* _What is expected_: Filter these entries down to the lines that hold the word "leaf", and show each of them.

<<<<

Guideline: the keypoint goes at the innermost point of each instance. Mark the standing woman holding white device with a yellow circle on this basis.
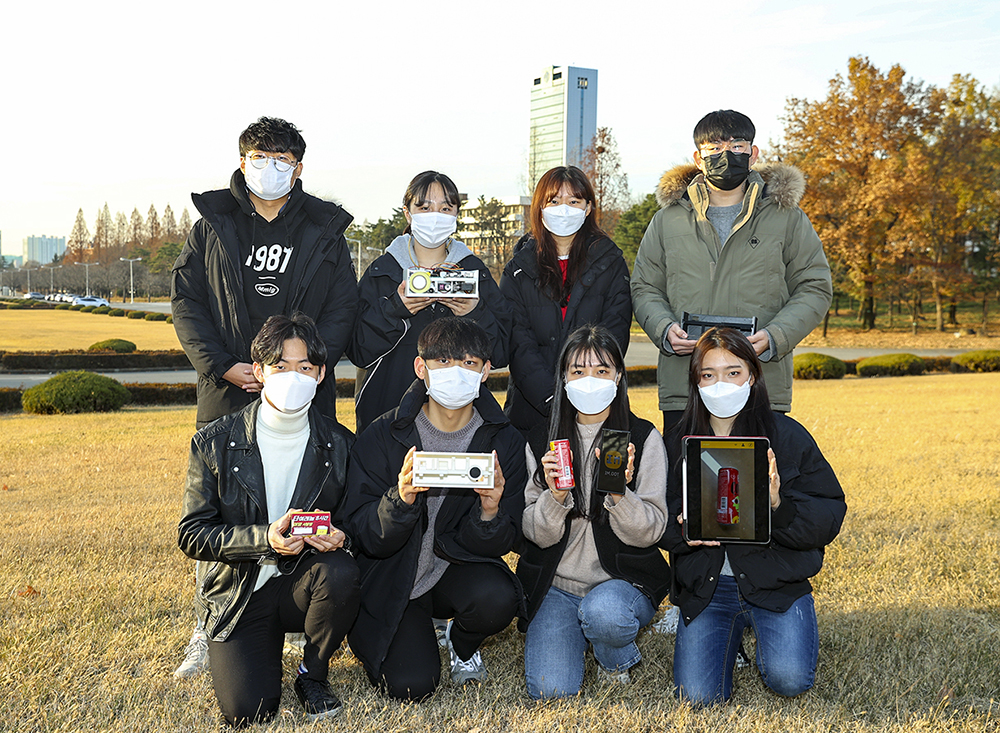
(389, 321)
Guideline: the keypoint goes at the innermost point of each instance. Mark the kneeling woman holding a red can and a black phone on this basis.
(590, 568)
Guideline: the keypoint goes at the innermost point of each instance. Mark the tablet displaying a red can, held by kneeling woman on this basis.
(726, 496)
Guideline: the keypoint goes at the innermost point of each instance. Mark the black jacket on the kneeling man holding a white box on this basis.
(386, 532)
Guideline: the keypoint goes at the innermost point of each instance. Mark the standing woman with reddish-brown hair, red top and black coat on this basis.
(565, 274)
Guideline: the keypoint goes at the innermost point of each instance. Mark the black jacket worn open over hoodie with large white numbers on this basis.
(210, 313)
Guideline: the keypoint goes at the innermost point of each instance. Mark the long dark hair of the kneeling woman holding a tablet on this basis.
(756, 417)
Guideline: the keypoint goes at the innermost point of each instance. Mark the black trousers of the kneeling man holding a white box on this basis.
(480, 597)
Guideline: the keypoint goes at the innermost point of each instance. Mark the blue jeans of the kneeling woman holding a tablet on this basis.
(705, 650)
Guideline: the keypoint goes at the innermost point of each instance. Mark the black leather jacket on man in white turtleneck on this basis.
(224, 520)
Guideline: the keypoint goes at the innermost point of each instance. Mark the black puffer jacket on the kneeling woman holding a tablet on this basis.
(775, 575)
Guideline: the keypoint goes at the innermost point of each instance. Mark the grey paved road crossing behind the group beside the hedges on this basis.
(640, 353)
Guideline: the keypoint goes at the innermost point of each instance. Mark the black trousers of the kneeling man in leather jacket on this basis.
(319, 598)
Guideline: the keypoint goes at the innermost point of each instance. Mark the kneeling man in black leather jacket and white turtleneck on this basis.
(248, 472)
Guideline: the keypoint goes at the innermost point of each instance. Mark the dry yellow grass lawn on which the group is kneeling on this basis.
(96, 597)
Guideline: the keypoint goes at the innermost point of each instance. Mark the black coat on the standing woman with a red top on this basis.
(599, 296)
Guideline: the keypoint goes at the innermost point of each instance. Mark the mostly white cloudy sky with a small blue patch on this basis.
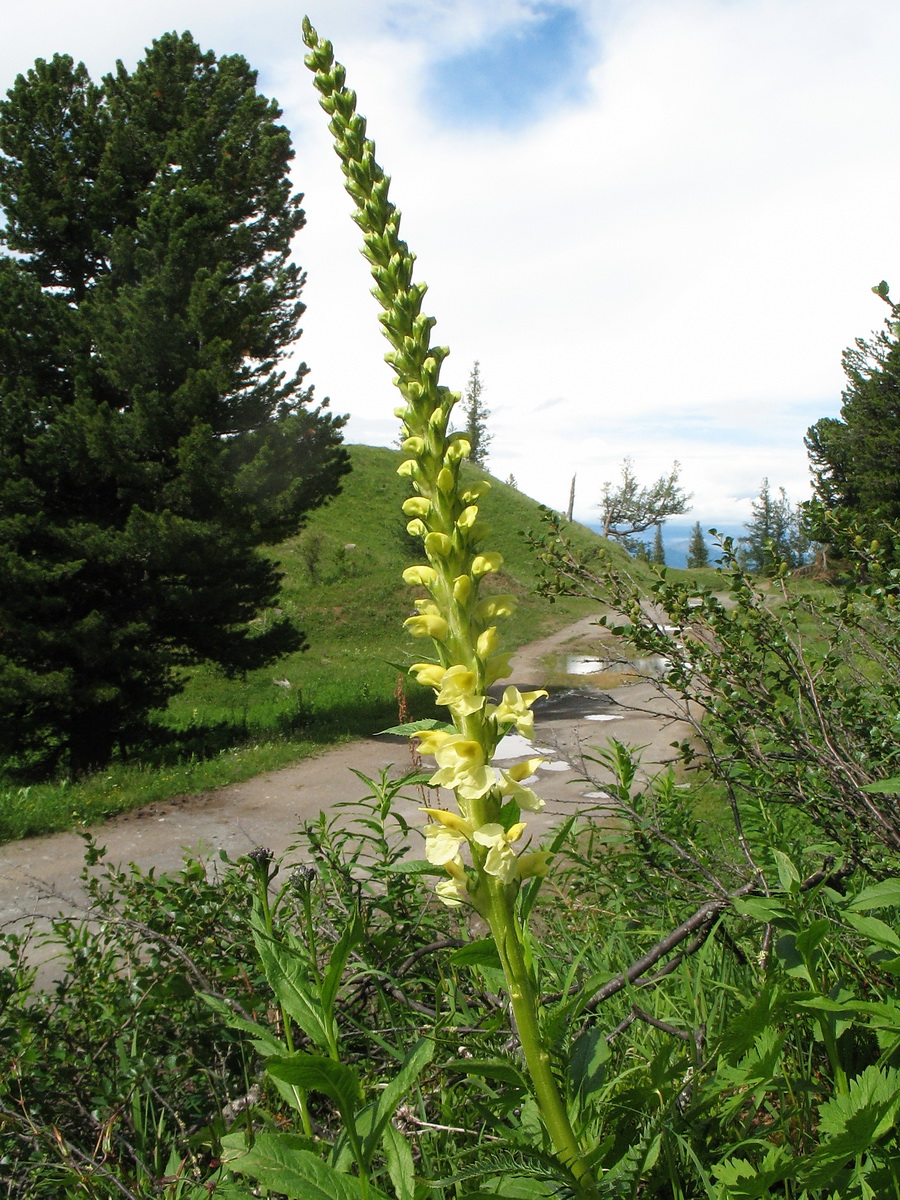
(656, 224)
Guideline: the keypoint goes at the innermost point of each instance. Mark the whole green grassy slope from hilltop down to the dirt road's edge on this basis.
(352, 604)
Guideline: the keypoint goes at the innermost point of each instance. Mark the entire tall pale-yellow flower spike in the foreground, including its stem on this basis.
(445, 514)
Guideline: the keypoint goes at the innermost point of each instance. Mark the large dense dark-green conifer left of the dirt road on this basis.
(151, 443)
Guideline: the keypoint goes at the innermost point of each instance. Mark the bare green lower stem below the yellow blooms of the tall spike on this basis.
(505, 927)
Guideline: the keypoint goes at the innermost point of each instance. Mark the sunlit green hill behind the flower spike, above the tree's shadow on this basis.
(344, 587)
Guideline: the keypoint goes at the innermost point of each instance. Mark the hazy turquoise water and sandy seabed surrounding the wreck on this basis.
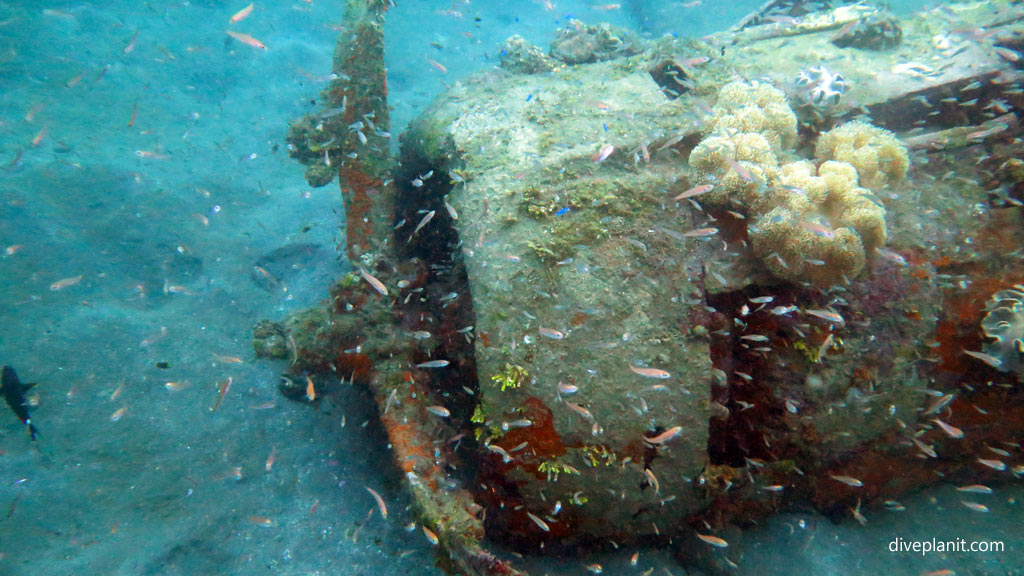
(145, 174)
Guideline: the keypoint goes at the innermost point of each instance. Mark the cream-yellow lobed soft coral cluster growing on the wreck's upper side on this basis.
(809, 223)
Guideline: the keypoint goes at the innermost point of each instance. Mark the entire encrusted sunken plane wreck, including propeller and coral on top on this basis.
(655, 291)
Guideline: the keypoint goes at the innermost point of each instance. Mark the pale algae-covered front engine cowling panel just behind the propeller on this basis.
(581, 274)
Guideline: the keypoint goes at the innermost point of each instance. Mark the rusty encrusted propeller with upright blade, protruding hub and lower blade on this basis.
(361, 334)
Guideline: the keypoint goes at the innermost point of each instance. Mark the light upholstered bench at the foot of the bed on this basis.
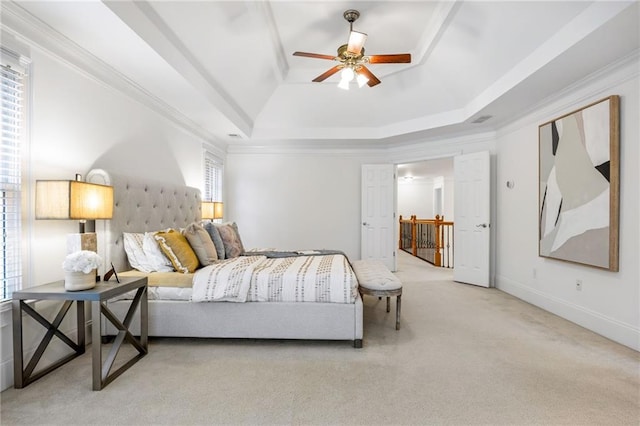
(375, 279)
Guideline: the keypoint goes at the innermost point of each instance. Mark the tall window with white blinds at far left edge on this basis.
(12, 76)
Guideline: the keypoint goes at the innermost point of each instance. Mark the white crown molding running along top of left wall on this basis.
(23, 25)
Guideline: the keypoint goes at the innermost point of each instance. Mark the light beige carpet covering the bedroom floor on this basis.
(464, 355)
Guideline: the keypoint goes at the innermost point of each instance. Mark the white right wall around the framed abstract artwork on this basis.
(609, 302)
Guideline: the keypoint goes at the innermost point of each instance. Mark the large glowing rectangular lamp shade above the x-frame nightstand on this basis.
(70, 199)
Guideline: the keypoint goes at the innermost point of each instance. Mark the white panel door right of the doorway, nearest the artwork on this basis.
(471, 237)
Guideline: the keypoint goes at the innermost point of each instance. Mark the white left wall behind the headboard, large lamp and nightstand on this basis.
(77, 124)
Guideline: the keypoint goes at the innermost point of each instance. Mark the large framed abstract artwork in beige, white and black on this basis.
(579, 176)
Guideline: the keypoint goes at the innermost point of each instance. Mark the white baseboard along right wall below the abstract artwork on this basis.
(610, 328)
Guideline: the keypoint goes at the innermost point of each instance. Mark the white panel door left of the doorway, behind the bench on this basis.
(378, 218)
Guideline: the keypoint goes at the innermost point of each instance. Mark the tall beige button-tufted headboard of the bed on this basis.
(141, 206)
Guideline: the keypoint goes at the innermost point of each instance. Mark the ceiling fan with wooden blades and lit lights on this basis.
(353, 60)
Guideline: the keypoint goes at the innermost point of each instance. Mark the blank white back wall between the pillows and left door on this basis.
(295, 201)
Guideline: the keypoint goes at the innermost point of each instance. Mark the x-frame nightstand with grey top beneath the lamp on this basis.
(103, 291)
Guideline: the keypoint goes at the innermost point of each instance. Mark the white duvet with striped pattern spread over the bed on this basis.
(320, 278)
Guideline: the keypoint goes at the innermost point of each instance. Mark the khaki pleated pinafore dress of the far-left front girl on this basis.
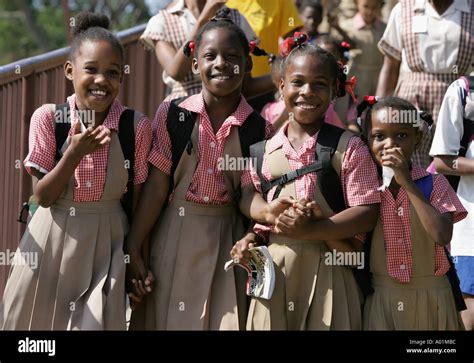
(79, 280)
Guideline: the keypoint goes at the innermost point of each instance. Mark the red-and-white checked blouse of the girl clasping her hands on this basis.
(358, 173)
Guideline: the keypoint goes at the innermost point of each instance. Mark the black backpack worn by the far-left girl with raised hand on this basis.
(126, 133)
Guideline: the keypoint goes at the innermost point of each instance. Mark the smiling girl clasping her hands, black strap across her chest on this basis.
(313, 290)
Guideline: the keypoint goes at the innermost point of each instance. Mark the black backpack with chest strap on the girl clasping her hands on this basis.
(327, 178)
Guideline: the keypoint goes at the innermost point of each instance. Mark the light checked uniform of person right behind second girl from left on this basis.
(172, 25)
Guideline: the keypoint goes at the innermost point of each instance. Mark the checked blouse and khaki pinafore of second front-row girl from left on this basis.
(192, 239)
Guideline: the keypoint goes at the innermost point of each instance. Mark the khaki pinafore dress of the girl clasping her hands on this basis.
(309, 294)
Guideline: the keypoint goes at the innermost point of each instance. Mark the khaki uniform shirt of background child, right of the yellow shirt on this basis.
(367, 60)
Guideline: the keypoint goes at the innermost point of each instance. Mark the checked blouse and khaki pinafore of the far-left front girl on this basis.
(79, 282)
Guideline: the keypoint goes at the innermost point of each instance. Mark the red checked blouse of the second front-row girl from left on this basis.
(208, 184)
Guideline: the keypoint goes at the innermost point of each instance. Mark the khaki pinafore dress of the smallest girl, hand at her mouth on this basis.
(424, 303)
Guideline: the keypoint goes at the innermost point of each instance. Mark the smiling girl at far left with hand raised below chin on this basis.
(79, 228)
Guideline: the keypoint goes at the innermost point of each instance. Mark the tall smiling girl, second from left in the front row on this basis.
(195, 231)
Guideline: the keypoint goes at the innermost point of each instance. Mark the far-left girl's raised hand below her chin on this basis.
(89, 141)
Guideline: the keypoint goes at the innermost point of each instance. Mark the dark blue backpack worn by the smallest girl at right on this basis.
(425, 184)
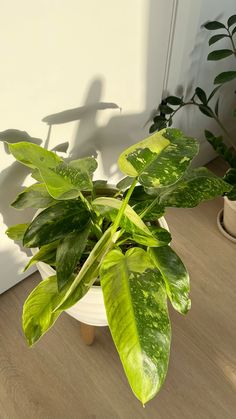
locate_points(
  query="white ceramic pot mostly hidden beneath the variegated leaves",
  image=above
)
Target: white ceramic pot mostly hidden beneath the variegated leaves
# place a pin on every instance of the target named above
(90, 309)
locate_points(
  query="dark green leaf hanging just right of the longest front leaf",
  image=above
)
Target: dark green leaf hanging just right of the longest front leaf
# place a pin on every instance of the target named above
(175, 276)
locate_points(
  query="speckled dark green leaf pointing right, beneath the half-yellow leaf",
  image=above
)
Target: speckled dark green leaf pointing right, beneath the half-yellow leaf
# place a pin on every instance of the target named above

>>>>

* _Answer area_:
  query="dark green leaf hanging just right of the longest front leaf",
Target: dark green leaf hanging just right of the longest front leaf
  query="speckled dark green leaf pointing right, beneath the half-yellow leaf",
Target: speckled dark green leaf pointing right, beneath the half-yellow leaf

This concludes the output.